____ Provided information

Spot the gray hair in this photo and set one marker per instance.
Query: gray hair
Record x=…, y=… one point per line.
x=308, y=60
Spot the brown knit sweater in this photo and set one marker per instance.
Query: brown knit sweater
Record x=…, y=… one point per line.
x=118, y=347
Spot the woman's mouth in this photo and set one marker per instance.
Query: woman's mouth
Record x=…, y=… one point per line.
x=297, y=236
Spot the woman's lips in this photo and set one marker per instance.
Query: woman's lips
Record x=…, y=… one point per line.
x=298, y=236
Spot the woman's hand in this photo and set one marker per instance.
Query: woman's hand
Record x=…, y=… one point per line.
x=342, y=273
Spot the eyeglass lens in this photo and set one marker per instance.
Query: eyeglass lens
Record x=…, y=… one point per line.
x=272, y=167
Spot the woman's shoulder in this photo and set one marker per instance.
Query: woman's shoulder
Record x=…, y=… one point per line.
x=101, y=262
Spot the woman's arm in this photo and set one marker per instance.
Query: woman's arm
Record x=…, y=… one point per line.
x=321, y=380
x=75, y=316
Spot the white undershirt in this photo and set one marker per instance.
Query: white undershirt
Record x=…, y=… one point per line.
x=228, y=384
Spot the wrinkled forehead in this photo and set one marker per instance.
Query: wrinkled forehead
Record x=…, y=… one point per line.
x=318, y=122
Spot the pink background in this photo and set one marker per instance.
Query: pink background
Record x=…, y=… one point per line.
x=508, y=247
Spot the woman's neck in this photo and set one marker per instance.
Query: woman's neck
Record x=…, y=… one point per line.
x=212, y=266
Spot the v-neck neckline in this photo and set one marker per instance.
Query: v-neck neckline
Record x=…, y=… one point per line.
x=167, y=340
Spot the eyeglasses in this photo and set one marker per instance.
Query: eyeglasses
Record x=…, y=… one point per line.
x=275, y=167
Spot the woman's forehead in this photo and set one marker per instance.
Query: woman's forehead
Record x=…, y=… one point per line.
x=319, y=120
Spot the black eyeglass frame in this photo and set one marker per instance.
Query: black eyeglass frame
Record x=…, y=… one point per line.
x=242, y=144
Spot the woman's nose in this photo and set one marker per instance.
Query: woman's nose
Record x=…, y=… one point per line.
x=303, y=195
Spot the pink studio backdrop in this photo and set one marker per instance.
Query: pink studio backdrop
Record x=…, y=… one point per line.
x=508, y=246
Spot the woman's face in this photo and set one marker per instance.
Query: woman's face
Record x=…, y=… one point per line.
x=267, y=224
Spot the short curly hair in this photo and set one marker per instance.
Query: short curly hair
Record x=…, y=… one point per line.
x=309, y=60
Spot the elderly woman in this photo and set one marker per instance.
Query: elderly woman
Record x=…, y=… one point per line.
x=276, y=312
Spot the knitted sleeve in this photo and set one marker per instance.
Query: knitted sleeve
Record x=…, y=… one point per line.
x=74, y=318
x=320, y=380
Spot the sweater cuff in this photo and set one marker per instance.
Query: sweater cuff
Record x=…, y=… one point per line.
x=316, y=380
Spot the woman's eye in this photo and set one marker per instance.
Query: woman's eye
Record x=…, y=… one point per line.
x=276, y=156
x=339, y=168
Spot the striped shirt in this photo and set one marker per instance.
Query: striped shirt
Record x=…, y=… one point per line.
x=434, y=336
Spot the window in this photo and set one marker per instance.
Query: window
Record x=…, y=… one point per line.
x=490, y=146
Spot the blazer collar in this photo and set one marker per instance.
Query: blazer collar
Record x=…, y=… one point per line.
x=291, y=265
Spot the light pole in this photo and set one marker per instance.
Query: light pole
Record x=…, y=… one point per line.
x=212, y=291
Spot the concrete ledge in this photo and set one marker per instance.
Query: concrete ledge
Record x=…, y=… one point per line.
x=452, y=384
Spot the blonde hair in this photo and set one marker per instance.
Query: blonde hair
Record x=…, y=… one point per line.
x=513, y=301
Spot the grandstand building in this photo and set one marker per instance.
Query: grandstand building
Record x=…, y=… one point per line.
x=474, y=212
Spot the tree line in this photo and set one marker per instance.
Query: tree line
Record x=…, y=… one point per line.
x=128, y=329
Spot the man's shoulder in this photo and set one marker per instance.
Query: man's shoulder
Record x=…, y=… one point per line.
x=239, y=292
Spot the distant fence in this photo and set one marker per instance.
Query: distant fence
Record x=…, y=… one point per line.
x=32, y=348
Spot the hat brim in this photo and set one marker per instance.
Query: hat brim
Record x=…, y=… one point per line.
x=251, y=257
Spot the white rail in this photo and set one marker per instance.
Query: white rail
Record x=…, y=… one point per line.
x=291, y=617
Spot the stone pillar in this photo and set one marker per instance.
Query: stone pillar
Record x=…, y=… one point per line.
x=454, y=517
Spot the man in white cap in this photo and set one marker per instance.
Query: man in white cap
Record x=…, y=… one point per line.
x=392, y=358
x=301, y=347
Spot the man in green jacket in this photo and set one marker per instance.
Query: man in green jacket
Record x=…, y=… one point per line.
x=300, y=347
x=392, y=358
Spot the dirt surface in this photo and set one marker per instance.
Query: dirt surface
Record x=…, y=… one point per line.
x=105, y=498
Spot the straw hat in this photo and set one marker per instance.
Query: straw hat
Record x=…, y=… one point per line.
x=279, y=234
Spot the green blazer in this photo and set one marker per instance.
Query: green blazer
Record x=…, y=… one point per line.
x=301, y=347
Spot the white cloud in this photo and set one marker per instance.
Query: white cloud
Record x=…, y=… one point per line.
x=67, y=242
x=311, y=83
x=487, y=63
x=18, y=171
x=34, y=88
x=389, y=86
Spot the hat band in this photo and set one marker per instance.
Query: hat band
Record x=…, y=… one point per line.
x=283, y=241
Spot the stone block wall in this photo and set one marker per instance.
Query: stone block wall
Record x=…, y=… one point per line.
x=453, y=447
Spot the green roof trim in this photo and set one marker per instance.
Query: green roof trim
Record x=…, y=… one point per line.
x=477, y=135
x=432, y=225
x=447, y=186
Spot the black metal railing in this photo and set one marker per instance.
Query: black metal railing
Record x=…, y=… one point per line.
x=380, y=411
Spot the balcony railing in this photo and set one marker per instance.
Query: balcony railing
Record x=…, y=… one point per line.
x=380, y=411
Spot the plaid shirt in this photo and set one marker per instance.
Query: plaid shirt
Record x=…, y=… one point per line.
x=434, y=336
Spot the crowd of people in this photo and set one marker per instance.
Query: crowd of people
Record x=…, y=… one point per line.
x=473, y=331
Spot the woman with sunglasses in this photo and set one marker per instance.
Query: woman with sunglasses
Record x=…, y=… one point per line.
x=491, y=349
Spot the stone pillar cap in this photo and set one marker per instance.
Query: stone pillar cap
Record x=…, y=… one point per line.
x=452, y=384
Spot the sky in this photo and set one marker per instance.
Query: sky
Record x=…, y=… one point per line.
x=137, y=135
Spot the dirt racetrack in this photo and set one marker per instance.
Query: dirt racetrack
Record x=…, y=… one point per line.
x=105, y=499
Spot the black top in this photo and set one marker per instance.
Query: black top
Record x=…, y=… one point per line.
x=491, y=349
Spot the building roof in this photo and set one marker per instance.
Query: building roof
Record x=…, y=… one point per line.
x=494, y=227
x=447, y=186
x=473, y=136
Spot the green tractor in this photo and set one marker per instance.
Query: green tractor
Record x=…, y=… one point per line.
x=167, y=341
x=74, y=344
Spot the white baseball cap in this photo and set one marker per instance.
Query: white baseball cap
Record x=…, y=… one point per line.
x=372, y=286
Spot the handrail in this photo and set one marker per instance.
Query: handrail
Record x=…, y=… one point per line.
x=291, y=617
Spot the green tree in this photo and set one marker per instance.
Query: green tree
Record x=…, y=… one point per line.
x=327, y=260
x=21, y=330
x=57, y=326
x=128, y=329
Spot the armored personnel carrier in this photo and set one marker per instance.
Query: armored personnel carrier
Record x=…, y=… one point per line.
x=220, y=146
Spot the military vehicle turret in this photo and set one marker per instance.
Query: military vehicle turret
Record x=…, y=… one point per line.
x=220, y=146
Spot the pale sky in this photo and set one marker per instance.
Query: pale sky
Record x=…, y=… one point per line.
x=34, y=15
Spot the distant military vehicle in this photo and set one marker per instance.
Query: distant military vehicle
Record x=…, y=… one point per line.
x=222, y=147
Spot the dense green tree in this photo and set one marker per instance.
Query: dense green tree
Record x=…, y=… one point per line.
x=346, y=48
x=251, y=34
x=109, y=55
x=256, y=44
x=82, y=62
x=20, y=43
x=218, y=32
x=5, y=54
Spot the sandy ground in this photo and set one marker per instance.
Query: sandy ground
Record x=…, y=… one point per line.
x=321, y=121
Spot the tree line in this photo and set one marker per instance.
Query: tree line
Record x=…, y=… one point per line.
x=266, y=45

________

▶ [Your task]: Copy out the listing above verbatim, from its first line up to and including the line with "x=228, y=384".

▶ [Answer to the exercise]:
Spot the gray hair in this photo and set one marker per instance.
Query: gray hair
Record x=…, y=… one point per line.
x=308, y=60
Spot the brown knit sweater in this photo and set one marker per instance.
Query: brown knit sweater
Record x=…, y=… one point per line.
x=118, y=347
Spot the woman's mouth in this photo and set one marker per instance.
Query: woman's mouth
Record x=…, y=… one point per line.
x=297, y=236
Spot the woman's lips in this photo and set one marker per instance.
Query: woman's lips
Record x=…, y=… one point per line.
x=298, y=236
Spot the woman's hand in this photo and set one marker per instance.
Query: woman's hand
Record x=…, y=… one point per line.
x=342, y=273
Spot the eyeglass lens in this photo and set one marker per instance.
Query: eyeglass lens
Record x=…, y=… one point per line.
x=272, y=167
Spot the woman's shoulder in this photo and set one marker per instance.
Query: woman's shoulder
Record x=…, y=… one point per line.
x=101, y=262
Spot the woman's arm in this photo and set one marker per instance.
Query: woman's arm
Record x=…, y=… one point per line.
x=321, y=380
x=75, y=316
Spot the white undershirt in this photo and set one marker per instance.
Query: white undershirt
Record x=…, y=… one point per line.
x=228, y=384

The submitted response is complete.